+++ Records supplied +++

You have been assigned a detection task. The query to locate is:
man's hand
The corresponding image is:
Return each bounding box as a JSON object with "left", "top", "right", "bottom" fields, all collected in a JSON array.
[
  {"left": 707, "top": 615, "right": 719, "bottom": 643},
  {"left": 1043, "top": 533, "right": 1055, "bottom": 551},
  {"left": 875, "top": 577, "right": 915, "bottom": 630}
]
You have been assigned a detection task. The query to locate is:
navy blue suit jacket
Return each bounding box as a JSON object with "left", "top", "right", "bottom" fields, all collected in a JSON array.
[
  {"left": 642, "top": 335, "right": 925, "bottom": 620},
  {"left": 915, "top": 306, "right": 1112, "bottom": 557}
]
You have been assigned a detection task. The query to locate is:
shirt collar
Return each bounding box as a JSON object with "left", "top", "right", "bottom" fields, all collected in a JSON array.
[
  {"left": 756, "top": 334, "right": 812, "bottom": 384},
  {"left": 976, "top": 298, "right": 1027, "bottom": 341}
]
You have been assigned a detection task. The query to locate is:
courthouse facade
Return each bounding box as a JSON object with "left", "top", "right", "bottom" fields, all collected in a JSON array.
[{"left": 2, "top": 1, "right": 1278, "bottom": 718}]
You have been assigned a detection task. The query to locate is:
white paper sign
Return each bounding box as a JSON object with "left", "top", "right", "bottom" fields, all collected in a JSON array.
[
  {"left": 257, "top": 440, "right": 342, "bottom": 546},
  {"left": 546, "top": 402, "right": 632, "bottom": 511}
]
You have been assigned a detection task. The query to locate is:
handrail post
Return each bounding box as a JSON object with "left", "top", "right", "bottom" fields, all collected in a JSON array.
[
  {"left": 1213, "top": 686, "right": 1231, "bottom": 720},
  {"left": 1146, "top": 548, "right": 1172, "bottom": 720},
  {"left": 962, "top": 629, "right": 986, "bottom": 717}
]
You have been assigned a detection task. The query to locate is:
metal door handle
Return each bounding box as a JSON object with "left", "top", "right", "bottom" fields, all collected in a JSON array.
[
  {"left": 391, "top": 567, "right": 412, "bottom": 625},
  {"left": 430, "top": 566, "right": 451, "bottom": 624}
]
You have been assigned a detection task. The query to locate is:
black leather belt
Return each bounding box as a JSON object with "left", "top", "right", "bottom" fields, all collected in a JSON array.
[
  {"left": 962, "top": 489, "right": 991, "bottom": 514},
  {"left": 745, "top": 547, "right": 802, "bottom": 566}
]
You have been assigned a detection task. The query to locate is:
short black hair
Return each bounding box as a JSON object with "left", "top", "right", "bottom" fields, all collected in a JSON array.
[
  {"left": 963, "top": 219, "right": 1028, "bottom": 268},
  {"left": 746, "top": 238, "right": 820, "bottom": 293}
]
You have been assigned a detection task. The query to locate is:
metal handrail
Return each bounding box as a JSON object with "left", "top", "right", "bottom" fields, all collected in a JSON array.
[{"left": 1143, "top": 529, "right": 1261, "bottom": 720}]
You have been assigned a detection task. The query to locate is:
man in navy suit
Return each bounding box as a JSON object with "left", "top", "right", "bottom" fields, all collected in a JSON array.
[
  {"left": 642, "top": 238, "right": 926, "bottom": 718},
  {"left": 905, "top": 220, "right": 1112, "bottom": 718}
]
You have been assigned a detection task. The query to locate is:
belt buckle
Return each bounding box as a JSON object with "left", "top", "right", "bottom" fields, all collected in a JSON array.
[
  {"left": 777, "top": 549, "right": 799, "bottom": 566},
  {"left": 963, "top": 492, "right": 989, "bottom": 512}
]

+++

- **Prompt**:
Every entry needs to be copied again, word for word.

- **Finished exercise**:
You have been assigned a detection task. The query to locate is:
man's hand
The corresponding image is:
Return each bounding box as a JSON object with "left", "top", "right", "bottom" fields, all collected in a JSON array.
[
  {"left": 707, "top": 615, "right": 719, "bottom": 643},
  {"left": 1043, "top": 533, "right": 1055, "bottom": 551},
  {"left": 875, "top": 577, "right": 915, "bottom": 630}
]
You have been assigned a detection task. The query to locate is:
navy blue suit jacket
Return each bounding box as a JSON object with "left", "top", "right", "bottom" fields, all collected in a JSON array.
[
  {"left": 642, "top": 335, "right": 925, "bottom": 620},
  {"left": 915, "top": 306, "right": 1112, "bottom": 557}
]
You have been assigned a detection task. The query to locate is:
shirt collar
Return each bounding box as a JSON object with "left", "top", "right", "bottom" fields, all collected in a JSON array.
[
  {"left": 756, "top": 334, "right": 812, "bottom": 384},
  {"left": 976, "top": 298, "right": 1027, "bottom": 341}
]
You have been assigned a detection task. The query to locate is:
courthouse facade
Return each bounding box as a JSON object with "left", "top", "right", "bottom" fields, all collected in a JSON array.
[{"left": 2, "top": 1, "right": 1278, "bottom": 718}]
You have been assigned a detection task. The query to locate is:
white paper sign
Return each bounding box as a JSON object with "left", "top", "right", "bottom" fields, all collected in a JSON array.
[
  {"left": 257, "top": 440, "right": 342, "bottom": 546},
  {"left": 546, "top": 402, "right": 632, "bottom": 511}
]
You have been assigned a detection task. The query to locate is:
handrail post
Return each bounding box as a JSON object with "left", "top", "right", "bottom" fields, all collected in a JSON array.
[
  {"left": 1213, "top": 686, "right": 1231, "bottom": 720},
  {"left": 1146, "top": 548, "right": 1172, "bottom": 720},
  {"left": 962, "top": 629, "right": 986, "bottom": 717}
]
You have been assigned a detection task. The query to locate is:
metal door handle
Return each bounding box as a JSON object with "left", "top", "right", "bottom" fields, all collected in a JSON array.
[
  {"left": 391, "top": 567, "right": 412, "bottom": 625},
  {"left": 430, "top": 566, "right": 451, "bottom": 624}
]
You have been assigned a detection task. The query to locate is:
black leather belt
Return each bounding box as a JSON object with "left", "top", "right", "bottom" fields, all collected in a JSON array.
[
  {"left": 962, "top": 489, "right": 991, "bottom": 514},
  {"left": 745, "top": 547, "right": 802, "bottom": 566}
]
You have been assigned a detection task. The query to locate is:
short black hair
Return each bounding box as a JSON object with "left", "top", "right", "bottom" fields, all collected in a JSON array.
[
  {"left": 963, "top": 219, "right": 1028, "bottom": 268},
  {"left": 746, "top": 238, "right": 820, "bottom": 293}
]
You have been assigned a detection task. The query to locate is:
metal handrail
Return each bounding box as a JSON object with "left", "top", "right", "bottom" fields, all collected in a JSON array.
[{"left": 1143, "top": 529, "right": 1261, "bottom": 720}]
You have been assigned a detection task. The query to locate is:
man in navy suit
Return each bounding box as a JSON object with "left", "top", "right", "bottom" fields, all collected in a JSON array.
[
  {"left": 642, "top": 238, "right": 926, "bottom": 718},
  {"left": 905, "top": 220, "right": 1112, "bottom": 718}
]
You have been assigned a detection task. The query to locate is:
belt buckle
Return each bounding box as a JSON object with "left", "top", "right", "bottom" fields, all collected in a JSON array.
[
  {"left": 777, "top": 549, "right": 799, "bottom": 566},
  {"left": 963, "top": 492, "right": 989, "bottom": 512}
]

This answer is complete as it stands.